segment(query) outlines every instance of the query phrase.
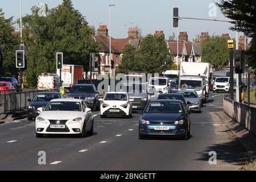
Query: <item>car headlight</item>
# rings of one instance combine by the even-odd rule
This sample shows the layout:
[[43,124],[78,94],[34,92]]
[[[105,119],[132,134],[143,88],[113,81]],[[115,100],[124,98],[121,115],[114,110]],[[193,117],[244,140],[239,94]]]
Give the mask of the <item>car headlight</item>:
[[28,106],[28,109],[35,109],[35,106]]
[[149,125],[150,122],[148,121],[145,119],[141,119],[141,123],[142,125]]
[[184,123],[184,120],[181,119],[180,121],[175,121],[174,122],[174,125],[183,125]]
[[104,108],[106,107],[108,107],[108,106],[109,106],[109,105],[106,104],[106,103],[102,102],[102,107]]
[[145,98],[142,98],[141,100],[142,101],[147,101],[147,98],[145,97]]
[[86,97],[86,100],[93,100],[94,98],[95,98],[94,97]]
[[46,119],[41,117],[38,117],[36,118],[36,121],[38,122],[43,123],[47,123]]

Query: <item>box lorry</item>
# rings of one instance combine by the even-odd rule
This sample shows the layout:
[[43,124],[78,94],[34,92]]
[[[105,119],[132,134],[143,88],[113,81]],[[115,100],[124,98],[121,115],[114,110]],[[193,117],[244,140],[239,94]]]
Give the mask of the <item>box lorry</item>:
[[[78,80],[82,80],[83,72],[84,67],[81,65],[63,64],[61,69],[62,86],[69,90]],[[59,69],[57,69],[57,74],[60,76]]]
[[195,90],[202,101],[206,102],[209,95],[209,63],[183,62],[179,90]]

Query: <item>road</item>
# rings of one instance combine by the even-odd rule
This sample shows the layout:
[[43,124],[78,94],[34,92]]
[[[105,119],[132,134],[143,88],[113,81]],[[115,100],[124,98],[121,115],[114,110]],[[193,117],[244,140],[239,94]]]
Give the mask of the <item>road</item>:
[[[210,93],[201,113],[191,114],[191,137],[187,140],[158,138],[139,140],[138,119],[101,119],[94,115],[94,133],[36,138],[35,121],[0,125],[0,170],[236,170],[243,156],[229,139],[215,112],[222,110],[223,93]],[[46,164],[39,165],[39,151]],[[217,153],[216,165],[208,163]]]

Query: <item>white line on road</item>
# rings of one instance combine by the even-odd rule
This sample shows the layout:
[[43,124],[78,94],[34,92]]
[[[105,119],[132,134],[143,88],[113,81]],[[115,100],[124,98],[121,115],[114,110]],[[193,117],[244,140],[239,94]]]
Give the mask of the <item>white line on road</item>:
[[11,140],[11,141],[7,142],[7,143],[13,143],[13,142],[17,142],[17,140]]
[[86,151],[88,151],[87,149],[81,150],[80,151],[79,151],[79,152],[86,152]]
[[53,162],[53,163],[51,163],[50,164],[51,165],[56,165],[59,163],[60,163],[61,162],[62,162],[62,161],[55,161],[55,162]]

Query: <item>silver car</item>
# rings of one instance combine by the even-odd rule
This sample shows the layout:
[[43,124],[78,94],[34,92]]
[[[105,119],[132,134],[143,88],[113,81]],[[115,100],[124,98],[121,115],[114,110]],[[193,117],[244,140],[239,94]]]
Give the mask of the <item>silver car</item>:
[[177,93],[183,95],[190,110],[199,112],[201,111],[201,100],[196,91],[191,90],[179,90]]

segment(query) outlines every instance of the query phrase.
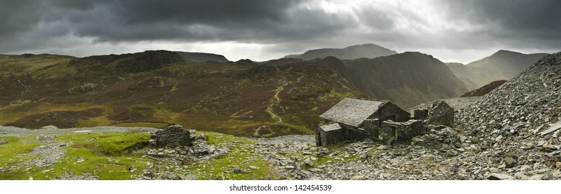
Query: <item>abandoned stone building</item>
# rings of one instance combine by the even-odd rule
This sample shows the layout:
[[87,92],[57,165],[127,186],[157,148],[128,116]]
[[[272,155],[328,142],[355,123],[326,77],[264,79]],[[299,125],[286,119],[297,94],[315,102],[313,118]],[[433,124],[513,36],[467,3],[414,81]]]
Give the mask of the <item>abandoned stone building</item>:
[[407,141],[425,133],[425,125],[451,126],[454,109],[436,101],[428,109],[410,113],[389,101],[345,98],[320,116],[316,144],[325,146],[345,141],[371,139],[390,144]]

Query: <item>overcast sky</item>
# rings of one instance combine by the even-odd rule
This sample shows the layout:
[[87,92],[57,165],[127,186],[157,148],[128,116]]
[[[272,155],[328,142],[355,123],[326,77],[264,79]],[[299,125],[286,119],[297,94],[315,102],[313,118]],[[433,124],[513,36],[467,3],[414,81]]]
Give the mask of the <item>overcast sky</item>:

● Exercise goal: Make an exact copy of the listing above. Do not include the pictures.

● Problem solution:
segment(query) outlines every instance of the query phrase.
Query: <item>car headlight</item>
# rings of one instance combine by the even-odd rule
This sample shows the layout:
[[43,124],[78,94],[34,92]]
[[[105,119],[132,134],[143,88],[113,81]],[[115,100],[124,98],[121,115],[114,110]],[[193,117],[244,140],[239,94]]]
Give the mask of the <item>car headlight</item>:
[[28,106],[28,109],[35,109],[35,106]]
[[149,125],[150,122],[148,121],[145,119],[141,119],[141,123],[142,125]]
[[184,123],[184,120],[181,119],[180,121],[175,121],[174,122],[174,125],[183,125]]
[[104,108],[106,107],[108,107],[108,106],[109,106],[109,105],[106,104],[106,103],[102,102],[102,107]]
[[145,98],[142,98],[141,100],[142,101],[147,101],[147,98],[145,97]]
[[86,97],[86,100],[93,100],[94,98],[95,98],[94,97]]
[[46,119],[41,117],[38,117],[36,118],[36,121],[38,122],[43,123],[47,123]]

Query: <item>box lorry</item>
# rings of one instance combine by the even-odd rule
This sample shows the layout:
[[43,124],[78,94],[34,92]]
[[[105,119],[132,134],[143,88],[113,81]],[[115,100],[124,98],[121,115],[114,110]],[[193,117],[244,140],[239,94]]]
Give the mask of the <item>box lorry</item>:
[[[78,80],[82,80],[83,72],[84,67],[81,65],[63,64],[61,69],[62,86],[69,90]],[[59,69],[57,69],[57,74],[60,76]]]
[[195,90],[202,101],[206,102],[209,95],[209,63],[183,62],[179,90]]

Query: <item>road</item>
# rings of one instance combine by the even-odd rule
This sample shows the layout:
[[43,124],[78,94],[34,92]]
[[[105,119],[132,134],[143,88],[113,81]],[[115,100],[124,98],[121,115],[114,110]],[[193,117],[244,140],[239,94]]]
Give the mask of the <item>road</item>:
[[[210,93],[201,113],[191,114],[191,137],[187,140],[158,138],[139,140],[138,119],[101,119],[94,115],[94,133],[36,138],[35,121],[0,125],[0,170],[236,170],[243,156],[229,139],[215,112],[222,110],[223,93]],[[46,164],[39,165],[39,151]],[[217,153],[216,165],[208,163]]]

Query: <item>white line on road</item>
# rings of one instance combine by the even-odd rule
This sample shows the layout:
[[43,124],[78,94],[34,92]]
[[[105,119],[132,134],[143,88],[113,81]],[[115,100],[124,98],[121,115],[114,110]],[[193,117],[244,140],[239,94]]]
Give the mask of the <item>white line on road</item>:
[[11,140],[11,141],[7,142],[7,143],[13,143],[13,142],[17,142],[17,140]]
[[86,151],[88,151],[87,149],[81,150],[80,151],[79,151],[79,152],[86,152]]
[[53,162],[53,163],[51,163],[50,164],[51,165],[56,165],[59,163],[60,163],[61,162],[62,162],[62,161],[55,161],[55,162]]

Query: <item>silver car</item>
# rings of one instance combine by the even-odd rule
This sample shows the layout:
[[43,124],[78,94],[34,92]]
[[[105,119],[132,134],[143,88],[113,81]],[[115,100],[124,98],[121,115],[114,110]],[[193,117],[244,140],[239,94]]]
Give the mask of the <item>silver car</item>:
[[177,93],[183,95],[190,110],[199,112],[201,111],[201,100],[196,91],[191,90],[179,90]]

segment(query) outlines every instance of the query phrase.
Query: <item>abandoned stone building</item>
# rings of one instance combine by the even-odd rule
This sample shows the layout:
[[87,92],[57,165],[127,186],[157,148],[128,116]]
[[[272,155],[328,142],[355,123],[326,77],[264,79]],[[299,125],[286,119],[297,94],[315,102],[313,118]],[[433,124],[513,36],[467,3],[414,81]]]
Give the mask of the <item>abandoned stone building</item>:
[[407,141],[425,133],[425,125],[451,126],[454,109],[436,101],[428,109],[410,113],[389,101],[345,98],[320,116],[316,144],[325,146],[345,141],[371,139],[390,144]]

Query: <item>overcast sky</item>
# rings of one instance combine by the even-odd rule
This sample shows the layout:
[[87,92],[57,165],[127,186],[157,148],[128,116]]
[[[272,155],[328,142],[355,123],[326,77],[264,79]],[[299,125],[286,119],[297,94],[315,102],[313,118]],[[433,124],[513,36],[467,3],[414,81]]]
Give the mask of the <item>overcast sky</item>:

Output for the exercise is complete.